• **Job**
Give the part of the records that opens with the line containing "(format x=5, y=215)" and closes with the line containing "x=649, y=388" as a JSON list of strings, one string per line, with blank lines and pictures left out.

• • • • •

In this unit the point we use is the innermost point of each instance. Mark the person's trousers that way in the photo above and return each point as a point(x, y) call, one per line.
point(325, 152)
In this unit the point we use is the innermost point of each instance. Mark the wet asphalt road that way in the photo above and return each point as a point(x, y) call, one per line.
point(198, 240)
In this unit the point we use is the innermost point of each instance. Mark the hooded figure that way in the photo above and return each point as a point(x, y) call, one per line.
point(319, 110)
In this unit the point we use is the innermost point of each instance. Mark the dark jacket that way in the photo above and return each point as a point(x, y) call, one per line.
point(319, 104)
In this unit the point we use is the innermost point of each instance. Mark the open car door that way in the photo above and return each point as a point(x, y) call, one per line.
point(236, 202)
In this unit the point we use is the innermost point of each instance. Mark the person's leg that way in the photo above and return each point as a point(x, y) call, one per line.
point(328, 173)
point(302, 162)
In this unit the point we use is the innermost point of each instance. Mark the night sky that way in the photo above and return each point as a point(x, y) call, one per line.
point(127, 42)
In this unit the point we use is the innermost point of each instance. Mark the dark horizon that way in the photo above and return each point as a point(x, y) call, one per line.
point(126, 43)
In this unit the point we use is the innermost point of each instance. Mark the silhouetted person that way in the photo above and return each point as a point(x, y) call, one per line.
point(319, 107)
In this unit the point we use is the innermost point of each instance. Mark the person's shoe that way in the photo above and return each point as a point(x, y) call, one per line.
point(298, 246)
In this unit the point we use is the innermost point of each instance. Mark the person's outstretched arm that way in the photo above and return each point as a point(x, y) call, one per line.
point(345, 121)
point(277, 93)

• • • • •

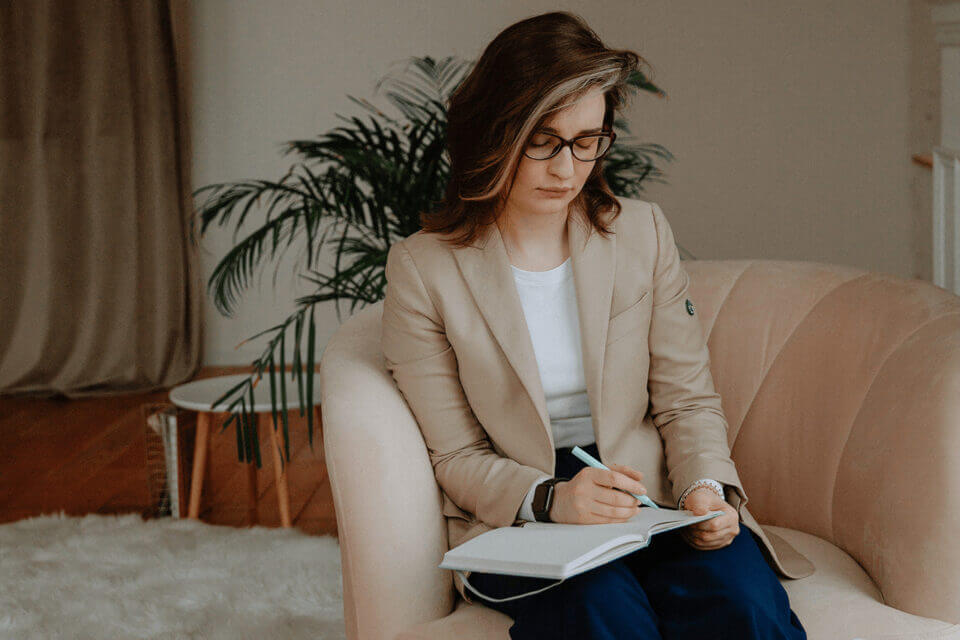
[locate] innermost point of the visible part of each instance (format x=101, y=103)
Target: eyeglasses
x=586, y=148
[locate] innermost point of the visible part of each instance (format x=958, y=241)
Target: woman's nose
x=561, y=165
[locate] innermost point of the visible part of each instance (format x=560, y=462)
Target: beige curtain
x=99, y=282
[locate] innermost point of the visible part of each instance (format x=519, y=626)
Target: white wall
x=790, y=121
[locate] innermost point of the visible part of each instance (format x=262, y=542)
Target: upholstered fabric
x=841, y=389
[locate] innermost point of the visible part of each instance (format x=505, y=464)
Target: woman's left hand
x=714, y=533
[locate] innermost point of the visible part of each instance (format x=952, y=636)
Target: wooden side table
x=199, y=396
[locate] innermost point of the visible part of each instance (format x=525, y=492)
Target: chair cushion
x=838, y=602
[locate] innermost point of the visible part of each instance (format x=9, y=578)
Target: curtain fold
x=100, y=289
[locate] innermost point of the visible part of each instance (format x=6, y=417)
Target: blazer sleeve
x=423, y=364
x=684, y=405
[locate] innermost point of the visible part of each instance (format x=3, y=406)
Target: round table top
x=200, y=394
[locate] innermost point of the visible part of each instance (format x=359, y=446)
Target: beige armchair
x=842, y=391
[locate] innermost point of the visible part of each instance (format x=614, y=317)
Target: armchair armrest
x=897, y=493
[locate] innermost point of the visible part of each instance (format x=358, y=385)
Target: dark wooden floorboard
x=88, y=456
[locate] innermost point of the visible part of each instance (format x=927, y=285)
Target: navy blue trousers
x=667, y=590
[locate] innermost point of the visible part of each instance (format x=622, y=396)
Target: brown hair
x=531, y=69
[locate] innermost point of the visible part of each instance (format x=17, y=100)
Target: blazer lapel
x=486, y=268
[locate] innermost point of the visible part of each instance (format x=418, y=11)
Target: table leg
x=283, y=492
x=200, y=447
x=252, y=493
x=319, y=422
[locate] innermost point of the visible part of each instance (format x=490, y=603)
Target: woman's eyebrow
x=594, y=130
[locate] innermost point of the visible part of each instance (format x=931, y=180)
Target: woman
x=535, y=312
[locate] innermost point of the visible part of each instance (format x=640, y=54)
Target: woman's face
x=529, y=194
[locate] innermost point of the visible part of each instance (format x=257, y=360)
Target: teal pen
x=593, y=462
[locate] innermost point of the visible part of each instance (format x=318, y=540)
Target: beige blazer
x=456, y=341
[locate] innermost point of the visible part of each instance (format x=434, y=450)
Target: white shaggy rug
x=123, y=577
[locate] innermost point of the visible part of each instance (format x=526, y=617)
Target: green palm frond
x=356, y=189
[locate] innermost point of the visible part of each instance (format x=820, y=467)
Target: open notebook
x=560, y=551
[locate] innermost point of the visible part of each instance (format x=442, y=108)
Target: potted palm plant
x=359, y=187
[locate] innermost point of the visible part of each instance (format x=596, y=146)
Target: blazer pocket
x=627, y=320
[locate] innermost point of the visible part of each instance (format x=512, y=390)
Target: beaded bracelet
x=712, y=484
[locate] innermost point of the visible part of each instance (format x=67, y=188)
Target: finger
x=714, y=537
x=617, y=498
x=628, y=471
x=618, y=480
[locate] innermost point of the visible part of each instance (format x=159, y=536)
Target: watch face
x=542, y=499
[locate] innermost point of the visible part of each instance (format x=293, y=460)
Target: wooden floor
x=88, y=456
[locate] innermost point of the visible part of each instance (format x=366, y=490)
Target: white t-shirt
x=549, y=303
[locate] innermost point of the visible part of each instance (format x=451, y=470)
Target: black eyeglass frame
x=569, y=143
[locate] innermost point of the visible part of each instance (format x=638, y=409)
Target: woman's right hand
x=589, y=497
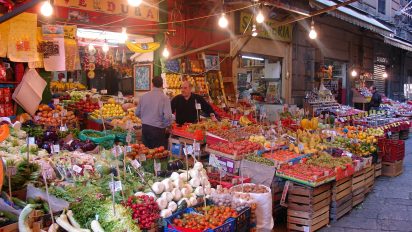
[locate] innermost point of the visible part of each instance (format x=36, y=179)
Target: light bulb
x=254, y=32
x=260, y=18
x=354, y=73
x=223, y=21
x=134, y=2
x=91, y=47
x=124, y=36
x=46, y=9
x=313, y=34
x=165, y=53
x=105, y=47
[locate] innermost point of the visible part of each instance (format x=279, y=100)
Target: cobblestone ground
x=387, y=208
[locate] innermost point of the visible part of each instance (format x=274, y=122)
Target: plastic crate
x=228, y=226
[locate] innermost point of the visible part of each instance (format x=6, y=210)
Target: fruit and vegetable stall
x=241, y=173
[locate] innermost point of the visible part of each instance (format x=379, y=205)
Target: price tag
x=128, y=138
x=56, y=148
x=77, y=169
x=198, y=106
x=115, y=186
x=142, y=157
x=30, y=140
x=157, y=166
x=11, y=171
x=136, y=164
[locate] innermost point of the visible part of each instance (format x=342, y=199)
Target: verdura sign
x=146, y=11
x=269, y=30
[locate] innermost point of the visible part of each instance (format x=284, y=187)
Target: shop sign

• • • • •

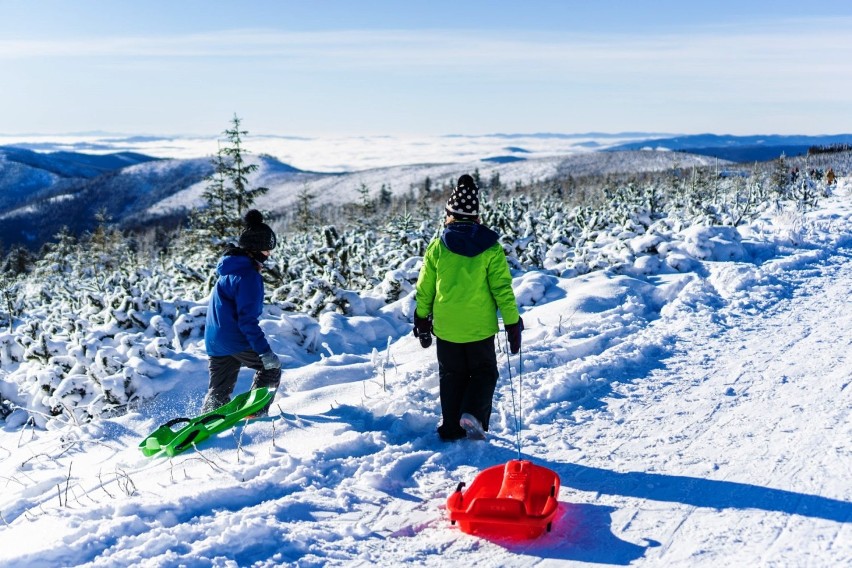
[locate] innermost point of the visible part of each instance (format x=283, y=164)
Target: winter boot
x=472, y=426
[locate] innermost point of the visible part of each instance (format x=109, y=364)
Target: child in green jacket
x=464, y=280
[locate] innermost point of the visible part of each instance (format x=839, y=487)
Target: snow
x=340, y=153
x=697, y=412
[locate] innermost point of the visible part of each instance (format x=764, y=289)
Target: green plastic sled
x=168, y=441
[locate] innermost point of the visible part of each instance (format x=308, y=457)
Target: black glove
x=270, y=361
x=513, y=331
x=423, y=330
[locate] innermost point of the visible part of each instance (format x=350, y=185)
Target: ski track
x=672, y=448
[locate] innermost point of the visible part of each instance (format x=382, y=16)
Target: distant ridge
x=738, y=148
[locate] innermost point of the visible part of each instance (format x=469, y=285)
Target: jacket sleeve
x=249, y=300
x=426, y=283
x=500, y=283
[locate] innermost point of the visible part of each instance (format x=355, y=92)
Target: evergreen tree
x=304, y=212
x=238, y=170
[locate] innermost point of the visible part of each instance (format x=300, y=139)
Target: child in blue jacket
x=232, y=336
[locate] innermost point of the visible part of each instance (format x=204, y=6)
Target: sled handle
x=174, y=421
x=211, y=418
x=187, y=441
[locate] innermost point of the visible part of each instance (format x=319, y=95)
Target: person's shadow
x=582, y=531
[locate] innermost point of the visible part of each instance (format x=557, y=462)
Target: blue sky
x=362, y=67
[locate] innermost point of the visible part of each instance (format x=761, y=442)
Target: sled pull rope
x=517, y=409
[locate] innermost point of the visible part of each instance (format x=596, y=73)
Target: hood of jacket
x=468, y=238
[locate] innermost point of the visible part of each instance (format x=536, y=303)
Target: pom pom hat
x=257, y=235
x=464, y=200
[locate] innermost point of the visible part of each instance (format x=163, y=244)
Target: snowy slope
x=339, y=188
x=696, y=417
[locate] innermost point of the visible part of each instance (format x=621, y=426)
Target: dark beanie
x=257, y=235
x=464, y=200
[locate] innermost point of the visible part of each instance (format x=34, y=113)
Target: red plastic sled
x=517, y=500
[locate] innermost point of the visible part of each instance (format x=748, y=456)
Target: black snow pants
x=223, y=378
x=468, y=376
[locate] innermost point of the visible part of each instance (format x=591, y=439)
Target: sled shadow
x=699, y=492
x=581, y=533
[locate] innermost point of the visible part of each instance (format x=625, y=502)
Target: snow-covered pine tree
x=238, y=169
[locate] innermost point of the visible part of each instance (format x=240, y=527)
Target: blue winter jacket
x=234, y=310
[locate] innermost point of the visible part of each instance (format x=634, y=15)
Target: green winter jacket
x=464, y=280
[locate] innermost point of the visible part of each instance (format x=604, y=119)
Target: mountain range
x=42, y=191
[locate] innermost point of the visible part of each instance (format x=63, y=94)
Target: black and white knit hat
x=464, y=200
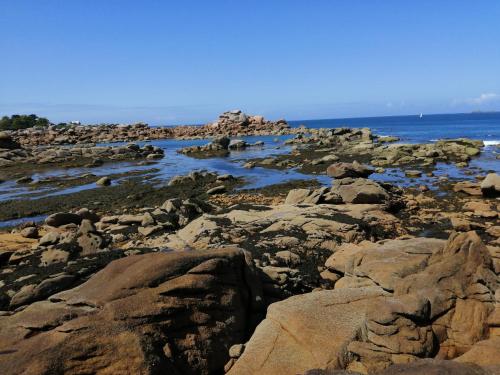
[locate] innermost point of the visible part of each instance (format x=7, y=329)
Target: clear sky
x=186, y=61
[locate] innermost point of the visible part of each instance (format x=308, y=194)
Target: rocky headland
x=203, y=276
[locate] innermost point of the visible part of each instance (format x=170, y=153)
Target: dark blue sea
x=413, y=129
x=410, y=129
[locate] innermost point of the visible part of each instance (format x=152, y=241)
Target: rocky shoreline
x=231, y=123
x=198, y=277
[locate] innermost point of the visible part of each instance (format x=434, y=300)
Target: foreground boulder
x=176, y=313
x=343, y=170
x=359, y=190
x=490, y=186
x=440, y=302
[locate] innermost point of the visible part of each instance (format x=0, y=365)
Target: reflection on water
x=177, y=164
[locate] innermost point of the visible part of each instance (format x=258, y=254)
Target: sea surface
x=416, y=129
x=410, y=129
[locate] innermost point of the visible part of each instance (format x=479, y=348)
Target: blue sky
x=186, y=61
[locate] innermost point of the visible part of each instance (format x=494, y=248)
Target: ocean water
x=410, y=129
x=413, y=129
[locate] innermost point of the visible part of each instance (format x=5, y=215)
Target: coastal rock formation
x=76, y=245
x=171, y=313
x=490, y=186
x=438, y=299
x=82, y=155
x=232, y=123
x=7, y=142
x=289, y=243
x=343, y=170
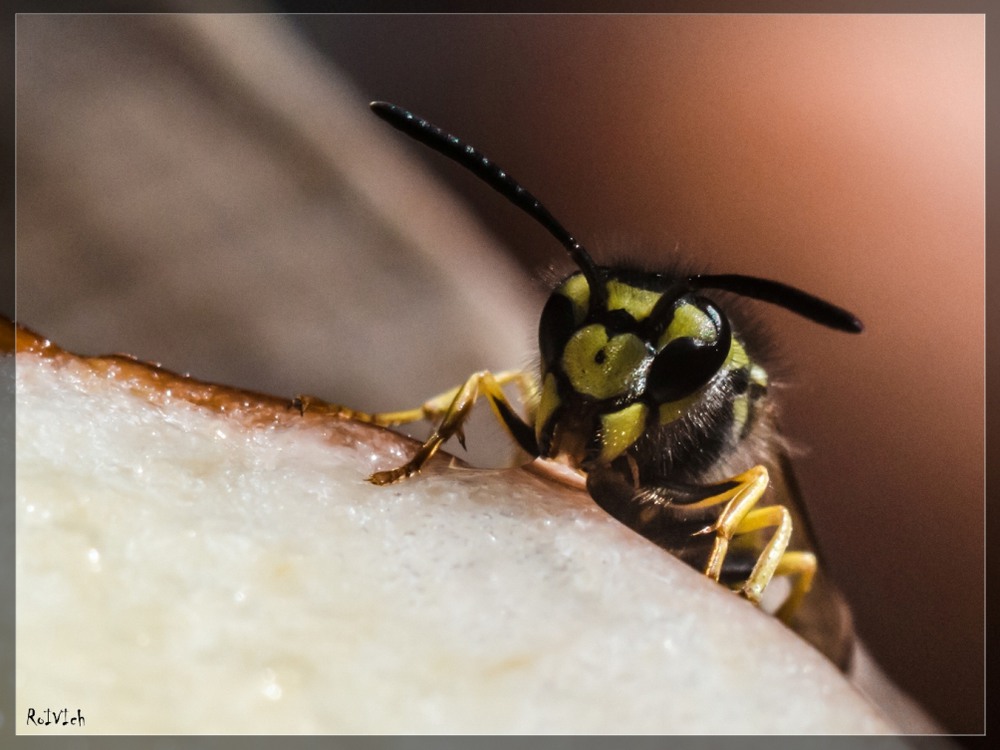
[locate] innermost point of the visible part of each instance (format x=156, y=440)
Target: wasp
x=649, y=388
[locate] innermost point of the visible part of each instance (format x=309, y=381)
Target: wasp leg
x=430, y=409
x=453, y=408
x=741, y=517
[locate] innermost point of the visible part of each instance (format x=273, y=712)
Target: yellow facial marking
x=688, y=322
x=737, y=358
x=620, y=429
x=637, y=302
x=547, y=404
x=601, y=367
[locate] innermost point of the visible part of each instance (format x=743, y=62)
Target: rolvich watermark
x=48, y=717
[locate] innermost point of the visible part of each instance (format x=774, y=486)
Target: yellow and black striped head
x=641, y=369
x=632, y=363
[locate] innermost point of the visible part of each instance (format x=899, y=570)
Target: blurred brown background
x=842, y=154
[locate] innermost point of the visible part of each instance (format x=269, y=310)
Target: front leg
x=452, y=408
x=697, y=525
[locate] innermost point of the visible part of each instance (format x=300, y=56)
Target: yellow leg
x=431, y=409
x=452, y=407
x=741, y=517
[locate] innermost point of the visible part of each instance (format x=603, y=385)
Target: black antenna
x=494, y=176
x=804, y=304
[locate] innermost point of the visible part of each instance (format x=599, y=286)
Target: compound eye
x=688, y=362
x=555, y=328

• • • • •

• **Correct result**
[
  "[locate] innermost point of the visible part of each instance (format x=5, y=215)",
  "Target: coastal rock formation",
  "x=76, y=245",
  "x=171, y=313",
  "x=490, y=186",
  "x=438, y=299",
  "x=82, y=155",
  "x=232, y=123",
  "x=7, y=142",
  "x=289, y=243",
  "x=343, y=170",
  "[locate] innermost point of the visible part of each instance (format x=156, y=440)",
  "Target: wasp",
  "x=649, y=388"
]